◆ Assigned task ◆
Take the material below and output exactly the run of lines from the one containing "Note: spot each instance of the distant" down to the one containing "Note: spot each instance of the boat in", with both included.

◆ Information given ◆
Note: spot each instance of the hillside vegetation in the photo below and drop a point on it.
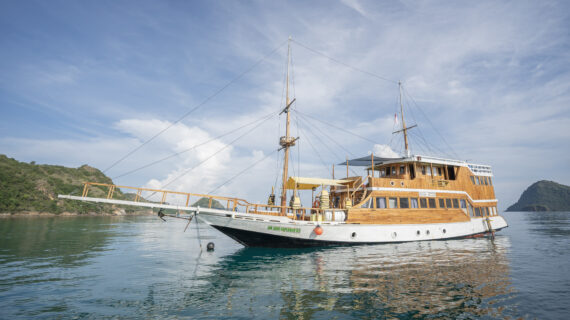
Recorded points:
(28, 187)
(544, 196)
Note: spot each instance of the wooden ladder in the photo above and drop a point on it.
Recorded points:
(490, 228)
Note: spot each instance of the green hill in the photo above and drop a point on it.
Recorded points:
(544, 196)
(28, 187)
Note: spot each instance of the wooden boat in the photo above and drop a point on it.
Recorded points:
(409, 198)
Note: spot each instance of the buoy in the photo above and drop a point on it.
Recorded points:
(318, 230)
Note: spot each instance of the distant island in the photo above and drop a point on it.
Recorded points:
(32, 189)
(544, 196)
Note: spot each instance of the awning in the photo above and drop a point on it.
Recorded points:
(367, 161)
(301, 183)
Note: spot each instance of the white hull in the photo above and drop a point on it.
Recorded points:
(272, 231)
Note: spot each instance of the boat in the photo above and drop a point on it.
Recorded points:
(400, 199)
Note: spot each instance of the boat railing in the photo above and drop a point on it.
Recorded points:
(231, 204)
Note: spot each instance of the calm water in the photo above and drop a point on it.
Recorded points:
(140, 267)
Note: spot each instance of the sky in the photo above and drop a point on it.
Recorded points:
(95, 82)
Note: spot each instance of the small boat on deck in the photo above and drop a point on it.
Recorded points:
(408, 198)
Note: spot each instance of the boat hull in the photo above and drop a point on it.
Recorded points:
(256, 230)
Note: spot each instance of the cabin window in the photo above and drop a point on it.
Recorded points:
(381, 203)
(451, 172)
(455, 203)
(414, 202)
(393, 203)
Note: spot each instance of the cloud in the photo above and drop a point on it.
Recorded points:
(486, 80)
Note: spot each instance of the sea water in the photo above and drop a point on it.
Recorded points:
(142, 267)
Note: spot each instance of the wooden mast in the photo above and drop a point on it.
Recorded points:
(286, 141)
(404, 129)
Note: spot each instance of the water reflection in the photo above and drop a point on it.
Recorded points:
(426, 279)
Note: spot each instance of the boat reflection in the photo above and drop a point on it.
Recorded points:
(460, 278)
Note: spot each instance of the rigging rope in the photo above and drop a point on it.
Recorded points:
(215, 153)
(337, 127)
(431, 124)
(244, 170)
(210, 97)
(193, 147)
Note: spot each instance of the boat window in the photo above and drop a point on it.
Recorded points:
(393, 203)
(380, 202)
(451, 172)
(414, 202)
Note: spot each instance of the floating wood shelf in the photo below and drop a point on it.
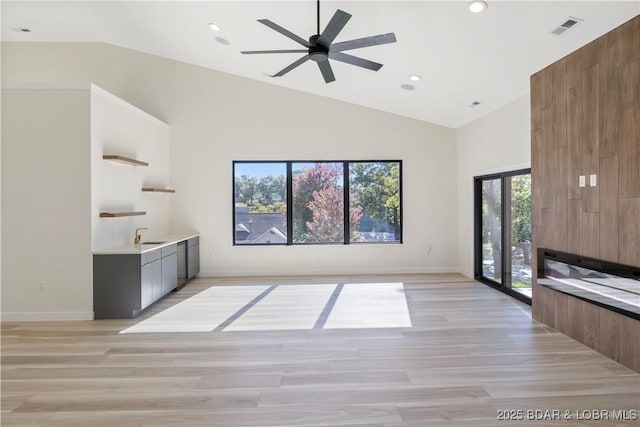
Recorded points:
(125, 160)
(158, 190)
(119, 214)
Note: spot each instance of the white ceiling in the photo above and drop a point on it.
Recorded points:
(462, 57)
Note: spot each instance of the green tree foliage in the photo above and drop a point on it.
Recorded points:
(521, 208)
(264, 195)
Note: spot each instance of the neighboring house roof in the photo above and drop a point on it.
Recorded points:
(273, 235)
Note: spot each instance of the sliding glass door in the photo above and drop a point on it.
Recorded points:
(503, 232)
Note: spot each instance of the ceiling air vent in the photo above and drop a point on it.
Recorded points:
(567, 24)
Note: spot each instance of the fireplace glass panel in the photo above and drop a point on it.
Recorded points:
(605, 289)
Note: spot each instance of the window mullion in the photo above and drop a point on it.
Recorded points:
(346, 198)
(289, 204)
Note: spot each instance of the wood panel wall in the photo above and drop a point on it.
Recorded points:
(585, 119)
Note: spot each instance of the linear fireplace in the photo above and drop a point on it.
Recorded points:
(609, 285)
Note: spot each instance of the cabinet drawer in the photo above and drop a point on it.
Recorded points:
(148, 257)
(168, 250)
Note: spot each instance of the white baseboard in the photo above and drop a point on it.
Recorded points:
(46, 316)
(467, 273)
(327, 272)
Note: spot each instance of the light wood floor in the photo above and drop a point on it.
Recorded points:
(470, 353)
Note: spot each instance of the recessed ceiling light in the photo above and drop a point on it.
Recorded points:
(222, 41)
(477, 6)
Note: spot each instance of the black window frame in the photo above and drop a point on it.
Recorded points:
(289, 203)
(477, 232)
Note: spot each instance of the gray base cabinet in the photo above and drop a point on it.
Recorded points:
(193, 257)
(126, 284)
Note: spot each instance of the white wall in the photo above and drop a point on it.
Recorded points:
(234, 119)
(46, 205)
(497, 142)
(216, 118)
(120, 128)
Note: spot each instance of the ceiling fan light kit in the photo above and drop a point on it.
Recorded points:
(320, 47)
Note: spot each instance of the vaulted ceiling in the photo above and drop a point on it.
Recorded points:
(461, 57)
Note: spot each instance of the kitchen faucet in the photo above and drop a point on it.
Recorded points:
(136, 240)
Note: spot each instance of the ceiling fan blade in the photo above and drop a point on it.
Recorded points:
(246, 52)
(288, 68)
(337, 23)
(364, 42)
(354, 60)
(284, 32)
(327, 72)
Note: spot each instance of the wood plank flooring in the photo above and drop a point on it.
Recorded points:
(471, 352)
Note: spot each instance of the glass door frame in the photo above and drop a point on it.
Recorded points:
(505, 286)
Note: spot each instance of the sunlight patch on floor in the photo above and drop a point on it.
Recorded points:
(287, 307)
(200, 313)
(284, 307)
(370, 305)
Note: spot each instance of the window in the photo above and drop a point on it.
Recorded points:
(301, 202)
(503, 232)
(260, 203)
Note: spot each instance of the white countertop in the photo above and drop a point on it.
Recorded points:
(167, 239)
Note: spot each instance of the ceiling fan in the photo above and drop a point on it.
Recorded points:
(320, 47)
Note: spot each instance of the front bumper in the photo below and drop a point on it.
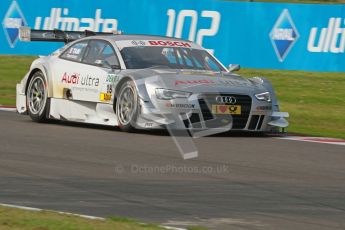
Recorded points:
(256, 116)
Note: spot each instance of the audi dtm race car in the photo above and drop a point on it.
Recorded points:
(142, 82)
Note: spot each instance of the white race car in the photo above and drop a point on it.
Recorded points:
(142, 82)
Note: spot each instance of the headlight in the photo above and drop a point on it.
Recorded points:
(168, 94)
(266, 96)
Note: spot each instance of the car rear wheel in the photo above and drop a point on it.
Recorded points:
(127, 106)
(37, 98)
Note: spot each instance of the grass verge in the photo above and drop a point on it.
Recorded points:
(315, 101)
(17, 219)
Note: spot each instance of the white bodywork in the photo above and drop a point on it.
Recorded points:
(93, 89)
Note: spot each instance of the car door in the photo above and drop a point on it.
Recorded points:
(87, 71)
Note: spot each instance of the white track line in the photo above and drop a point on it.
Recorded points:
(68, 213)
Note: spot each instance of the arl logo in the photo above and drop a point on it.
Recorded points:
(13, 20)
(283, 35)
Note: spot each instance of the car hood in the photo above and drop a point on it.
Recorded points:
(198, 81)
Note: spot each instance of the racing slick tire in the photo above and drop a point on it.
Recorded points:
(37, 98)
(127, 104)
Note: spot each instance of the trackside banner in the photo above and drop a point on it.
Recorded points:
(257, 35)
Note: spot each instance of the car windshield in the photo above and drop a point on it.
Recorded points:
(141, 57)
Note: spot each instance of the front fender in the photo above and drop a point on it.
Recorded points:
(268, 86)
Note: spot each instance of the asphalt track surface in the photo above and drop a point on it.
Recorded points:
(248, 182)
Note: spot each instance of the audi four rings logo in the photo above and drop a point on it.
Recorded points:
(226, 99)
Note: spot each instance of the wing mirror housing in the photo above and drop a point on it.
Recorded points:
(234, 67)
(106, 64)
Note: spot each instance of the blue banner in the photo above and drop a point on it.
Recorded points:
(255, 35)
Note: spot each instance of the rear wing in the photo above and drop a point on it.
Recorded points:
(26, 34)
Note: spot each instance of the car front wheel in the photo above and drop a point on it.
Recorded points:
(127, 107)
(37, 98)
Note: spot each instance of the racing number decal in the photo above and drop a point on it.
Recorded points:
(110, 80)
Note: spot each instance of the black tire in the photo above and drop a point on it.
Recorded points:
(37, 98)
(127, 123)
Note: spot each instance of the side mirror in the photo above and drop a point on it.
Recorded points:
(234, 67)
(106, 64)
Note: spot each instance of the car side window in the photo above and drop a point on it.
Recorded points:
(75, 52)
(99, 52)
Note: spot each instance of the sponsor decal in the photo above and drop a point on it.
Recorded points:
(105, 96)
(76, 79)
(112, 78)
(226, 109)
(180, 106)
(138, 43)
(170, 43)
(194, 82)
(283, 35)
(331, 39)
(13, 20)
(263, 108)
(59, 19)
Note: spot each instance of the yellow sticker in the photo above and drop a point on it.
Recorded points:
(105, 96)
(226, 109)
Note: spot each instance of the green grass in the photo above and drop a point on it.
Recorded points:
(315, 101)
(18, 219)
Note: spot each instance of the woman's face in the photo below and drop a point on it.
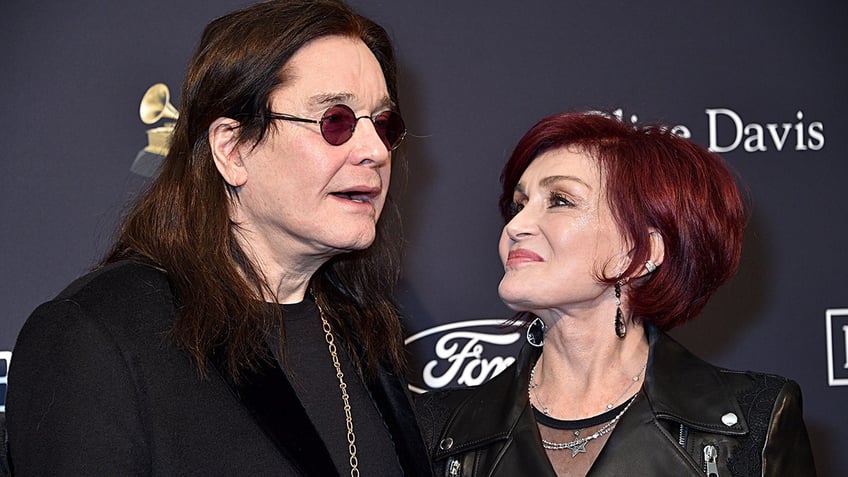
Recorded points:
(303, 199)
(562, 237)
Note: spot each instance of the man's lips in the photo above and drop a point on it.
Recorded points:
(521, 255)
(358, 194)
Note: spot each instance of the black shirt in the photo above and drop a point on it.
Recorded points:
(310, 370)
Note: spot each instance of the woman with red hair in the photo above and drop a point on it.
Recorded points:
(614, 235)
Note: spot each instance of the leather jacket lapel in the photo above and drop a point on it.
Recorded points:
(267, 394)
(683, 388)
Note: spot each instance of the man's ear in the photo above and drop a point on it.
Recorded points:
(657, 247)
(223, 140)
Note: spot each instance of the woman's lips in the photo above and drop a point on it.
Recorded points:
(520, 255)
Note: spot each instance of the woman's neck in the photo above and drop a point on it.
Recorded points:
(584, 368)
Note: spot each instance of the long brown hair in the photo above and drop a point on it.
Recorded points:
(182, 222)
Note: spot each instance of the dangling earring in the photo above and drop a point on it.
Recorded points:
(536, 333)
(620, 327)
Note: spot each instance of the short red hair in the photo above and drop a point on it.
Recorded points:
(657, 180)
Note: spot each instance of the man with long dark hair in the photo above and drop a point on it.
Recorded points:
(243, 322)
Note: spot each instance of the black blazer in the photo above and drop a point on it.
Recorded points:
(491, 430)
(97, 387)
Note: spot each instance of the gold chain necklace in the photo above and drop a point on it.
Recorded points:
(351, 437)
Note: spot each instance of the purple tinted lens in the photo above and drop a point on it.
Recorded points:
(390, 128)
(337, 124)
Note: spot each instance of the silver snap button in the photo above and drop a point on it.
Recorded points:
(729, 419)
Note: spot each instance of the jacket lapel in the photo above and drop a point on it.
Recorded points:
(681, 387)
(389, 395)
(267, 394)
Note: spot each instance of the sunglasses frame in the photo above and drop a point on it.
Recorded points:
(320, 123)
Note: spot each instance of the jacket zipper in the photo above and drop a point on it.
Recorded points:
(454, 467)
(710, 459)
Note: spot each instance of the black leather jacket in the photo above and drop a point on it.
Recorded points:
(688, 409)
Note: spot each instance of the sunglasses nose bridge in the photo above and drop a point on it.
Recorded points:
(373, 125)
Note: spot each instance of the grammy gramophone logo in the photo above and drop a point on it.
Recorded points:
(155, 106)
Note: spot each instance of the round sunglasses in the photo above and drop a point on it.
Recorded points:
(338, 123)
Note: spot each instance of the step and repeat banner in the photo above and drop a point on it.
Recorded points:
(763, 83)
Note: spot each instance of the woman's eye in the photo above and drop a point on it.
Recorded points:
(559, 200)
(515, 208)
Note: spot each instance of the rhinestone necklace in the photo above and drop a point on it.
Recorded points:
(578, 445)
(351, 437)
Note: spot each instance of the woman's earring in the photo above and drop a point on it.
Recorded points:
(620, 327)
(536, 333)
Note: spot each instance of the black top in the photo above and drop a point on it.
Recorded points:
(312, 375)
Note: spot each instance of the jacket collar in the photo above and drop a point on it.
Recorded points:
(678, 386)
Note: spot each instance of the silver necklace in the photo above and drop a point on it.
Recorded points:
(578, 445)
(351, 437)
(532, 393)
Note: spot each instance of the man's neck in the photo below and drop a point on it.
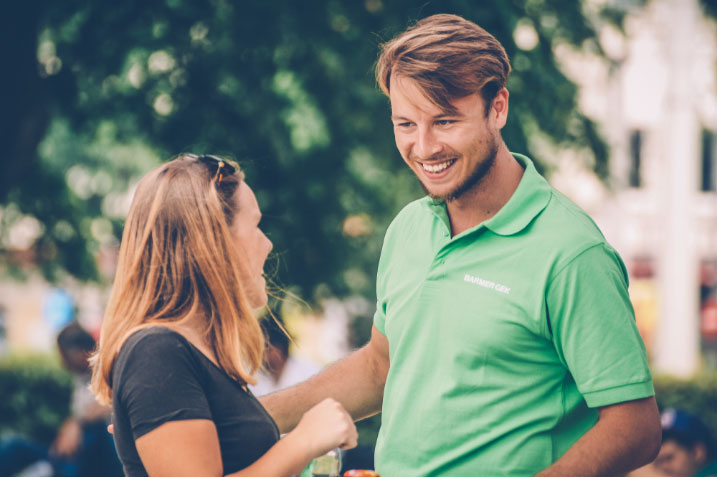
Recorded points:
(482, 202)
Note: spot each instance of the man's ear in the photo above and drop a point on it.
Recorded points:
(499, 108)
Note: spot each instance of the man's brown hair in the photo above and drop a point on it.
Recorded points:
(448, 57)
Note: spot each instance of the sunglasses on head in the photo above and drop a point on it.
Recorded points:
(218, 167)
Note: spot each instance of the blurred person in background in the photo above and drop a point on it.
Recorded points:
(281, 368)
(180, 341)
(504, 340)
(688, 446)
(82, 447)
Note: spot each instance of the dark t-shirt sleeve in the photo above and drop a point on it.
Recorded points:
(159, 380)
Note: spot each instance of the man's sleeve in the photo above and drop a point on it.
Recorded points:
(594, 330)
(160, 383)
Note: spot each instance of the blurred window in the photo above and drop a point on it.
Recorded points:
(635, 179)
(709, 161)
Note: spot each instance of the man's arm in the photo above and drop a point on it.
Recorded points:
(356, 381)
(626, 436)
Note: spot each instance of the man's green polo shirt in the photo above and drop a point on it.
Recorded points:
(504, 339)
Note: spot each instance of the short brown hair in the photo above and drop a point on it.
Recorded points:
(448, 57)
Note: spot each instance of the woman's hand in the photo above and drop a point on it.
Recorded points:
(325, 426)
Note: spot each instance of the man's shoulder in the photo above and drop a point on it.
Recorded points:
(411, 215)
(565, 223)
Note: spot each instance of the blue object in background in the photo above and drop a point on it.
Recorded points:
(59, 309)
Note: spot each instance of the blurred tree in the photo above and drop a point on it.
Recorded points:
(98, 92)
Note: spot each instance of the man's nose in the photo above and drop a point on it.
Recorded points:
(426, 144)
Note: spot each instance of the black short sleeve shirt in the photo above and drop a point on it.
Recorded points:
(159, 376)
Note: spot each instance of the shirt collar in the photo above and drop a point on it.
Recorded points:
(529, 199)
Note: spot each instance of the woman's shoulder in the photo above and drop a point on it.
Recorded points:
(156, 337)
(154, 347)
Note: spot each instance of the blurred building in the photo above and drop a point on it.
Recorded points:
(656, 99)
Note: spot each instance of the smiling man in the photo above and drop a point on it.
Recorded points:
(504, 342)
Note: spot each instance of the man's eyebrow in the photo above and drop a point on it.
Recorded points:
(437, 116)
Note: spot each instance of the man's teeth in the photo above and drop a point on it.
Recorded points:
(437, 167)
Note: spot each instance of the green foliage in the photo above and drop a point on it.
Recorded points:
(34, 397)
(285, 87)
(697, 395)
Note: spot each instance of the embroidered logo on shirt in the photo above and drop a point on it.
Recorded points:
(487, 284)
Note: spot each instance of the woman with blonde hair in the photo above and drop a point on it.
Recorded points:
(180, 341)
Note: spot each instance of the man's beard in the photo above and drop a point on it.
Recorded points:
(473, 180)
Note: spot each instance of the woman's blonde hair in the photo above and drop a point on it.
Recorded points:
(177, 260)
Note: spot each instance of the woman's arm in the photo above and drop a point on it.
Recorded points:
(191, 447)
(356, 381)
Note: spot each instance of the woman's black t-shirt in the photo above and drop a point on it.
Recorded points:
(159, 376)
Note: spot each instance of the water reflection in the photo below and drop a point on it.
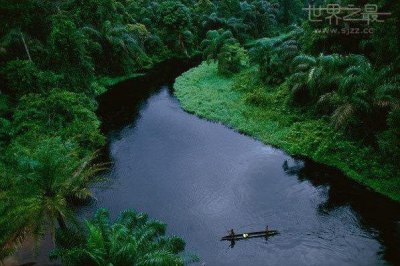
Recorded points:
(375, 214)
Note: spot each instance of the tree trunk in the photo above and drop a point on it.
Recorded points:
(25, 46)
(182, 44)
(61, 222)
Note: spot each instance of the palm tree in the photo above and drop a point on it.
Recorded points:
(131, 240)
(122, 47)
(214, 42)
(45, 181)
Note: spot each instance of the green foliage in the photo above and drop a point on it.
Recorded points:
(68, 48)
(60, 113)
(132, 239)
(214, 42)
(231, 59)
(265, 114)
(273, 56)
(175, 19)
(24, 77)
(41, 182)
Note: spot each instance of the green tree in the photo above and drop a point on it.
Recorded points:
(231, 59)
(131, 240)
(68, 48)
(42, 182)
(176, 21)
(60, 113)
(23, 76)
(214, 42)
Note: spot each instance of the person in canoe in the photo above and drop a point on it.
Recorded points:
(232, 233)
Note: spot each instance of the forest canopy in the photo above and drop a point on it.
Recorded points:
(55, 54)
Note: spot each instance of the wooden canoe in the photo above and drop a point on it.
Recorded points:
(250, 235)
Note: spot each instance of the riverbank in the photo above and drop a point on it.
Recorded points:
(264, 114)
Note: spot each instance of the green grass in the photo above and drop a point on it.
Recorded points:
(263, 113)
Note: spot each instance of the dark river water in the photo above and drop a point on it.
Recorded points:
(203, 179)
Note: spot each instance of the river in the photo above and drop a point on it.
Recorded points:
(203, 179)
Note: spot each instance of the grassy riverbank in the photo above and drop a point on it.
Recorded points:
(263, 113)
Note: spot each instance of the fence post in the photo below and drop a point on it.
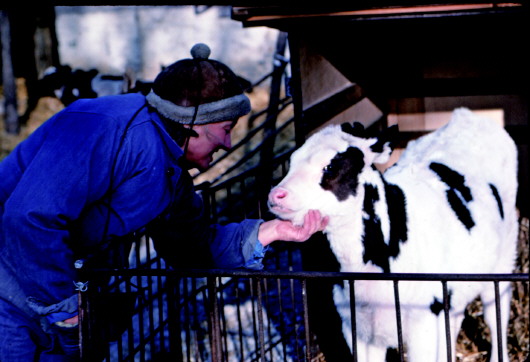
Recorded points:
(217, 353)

◆ Task solution ◆
Note: spot each instance of the distant island in the photo above and drop a point on it.
Recorded points:
(32, 189)
(544, 196)
Note: spot each instance of the awning in the photo above and drop a point on it.
Recorded points:
(367, 161)
(301, 183)
Note: spot each instance of the white hull in the photo above and drop a point on it.
Recorded points:
(272, 231)
Note: spot each instance of the boat in the photo above and drop a point on it.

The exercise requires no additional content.